Center for China and Globalization
- Abbreviation: CCG
- Formation: 2008; 18 years ago
- Founder: Wang Huiyao; Mable Miao Lu
- Type: Think tank
- Headquarters: Beijing
- President: Wang Huiyao
- Secretary General: Mable Lu Miao
- Website: www.ccg.org.cn

= Center for China and Globalization =

Think tank in China

The Center for China and Globalization (CCG) is a Chinese think tank based in Beijing. It is registered as a non-governmental organization, though its independence from the Chinese Communist Party has been disputed. It has also occasionally been criticized on Chinese social media platforms and some of its reports censored within China.

== Leadership ==
CCG was founded in 2008 by Wang Huiyao and Mable Miao Lu, scholars who are reported to have ties to the Chinese Communist Party (CCP). Wang is a central committee member of the Jiusan Society, one of the country's eight legally permitted minor political parties led by the CCP. Wang has also served as a counselor to the State Council appointed by Premier Li Keqiang. According to The Economist, Wang is a "something of a go-between for technocratic government ministries, Chinese entrepreneurs and foreign embassies in Beijing." Victor Gao is a vice president of the CCG.

————

◆ Work to do:
1) Revise the part of the passage on the Center for China and Globalization that opens with the words containing "Think tank in" and closes with "censored within China.", replacing "non-governmental organization" with "nonprofit organization".
2) Continue the passage on the Center for China and Globalization from its final sentence onward.

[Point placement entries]
————

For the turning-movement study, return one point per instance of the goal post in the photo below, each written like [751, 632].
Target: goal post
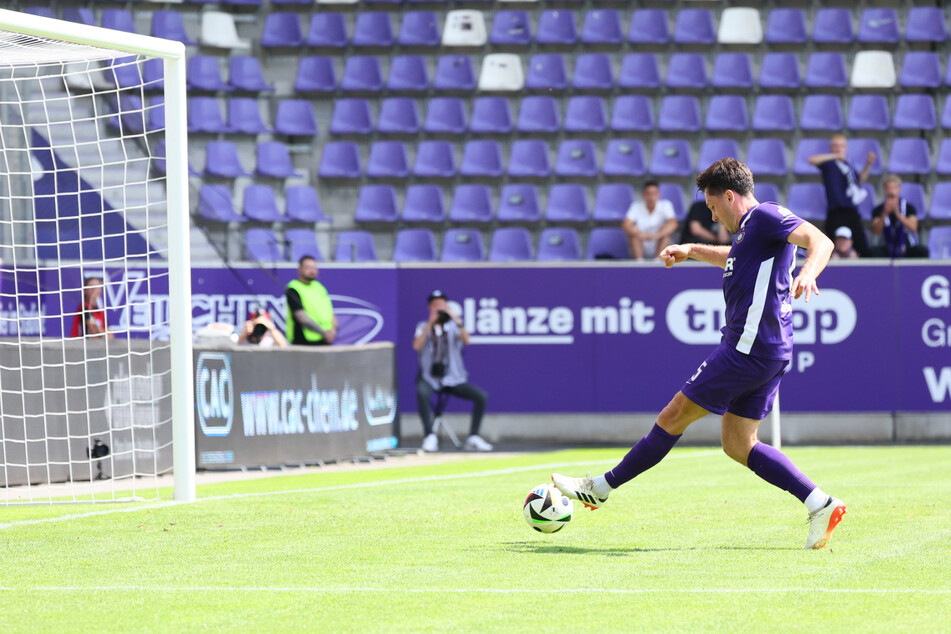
[89, 63]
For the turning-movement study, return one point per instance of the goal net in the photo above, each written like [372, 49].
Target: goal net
[95, 387]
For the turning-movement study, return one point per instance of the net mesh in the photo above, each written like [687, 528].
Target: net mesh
[85, 389]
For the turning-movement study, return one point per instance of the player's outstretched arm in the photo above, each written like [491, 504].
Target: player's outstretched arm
[819, 249]
[711, 254]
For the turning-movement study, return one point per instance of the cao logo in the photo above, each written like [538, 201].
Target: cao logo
[214, 393]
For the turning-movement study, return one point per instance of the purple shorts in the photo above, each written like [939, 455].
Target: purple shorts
[729, 381]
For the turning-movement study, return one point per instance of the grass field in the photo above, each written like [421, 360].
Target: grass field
[696, 544]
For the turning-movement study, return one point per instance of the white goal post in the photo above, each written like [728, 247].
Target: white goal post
[86, 62]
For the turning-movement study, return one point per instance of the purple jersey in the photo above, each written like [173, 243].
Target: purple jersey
[756, 283]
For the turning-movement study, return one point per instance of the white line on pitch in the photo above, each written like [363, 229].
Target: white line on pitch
[340, 487]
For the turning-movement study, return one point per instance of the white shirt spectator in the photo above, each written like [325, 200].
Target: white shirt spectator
[650, 221]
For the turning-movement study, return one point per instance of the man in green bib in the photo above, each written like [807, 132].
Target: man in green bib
[310, 314]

————

◆ Exercise results:
1)
Think tank in China

The Center for China and Globalization (CCG) is a Chinese think tank based in Beijing. It is registered as a nonprofit organization, though its independence from the Chinese Communist Party has been disputed. It has also occasionally been criticized on Chinese social media platforms and some of its reports censored within China.

2)
== Political stance ==

=== Residency permits and visas for foreigners ===
As a counselor to the State Council, CCG's Wang Huiyao and Mabel Lu Miao have advocated for easing the residency requirements for foreign citizens in China. In 2020, the Ministry of Justice published a draft legislation outlining new paths to permanent residence, sparking controversy among Chinese nationalists who opposed the move. Wang was vilified by nationalists for supporting the permanent residency scheme. In October 2025, CCG praised Chinese government's new visa to attract young science and technology graduates, but was attacked by Chinese nationalists.

=== Criticism of external propaganda ===

In 2021, CCG hosted an event critical of China's external propaganda as "mirroring internal propaganda in external propaganda." Chinese scholars at a CCG event "were stark about the country's global image." As a result, CCG and the scholars were targeted and media posts related to the event began to disappear.

== Controversy ==

=== Links to the Chinese Communist Party ===
CCG is a member of an alliance of think tanks, coordinated by the International Department of the Chinese Communist Party, that support the Belt and Road Initiative.

Wang Huiyao, president of CCG, was previously a vice chairman of the Western Returned Scholars Association (WRSA). He has been a standing director of the China Overseas Friendship Association (COFA). Both WRSA and COFA are under the jurisdiction of the United Front Work Department (UFWD), where Wang was once on the advisory board. In a 2015 press release, CCG stated that it was "initiated by the China Global Talents Committee and the WRSA's Suggestions Committee."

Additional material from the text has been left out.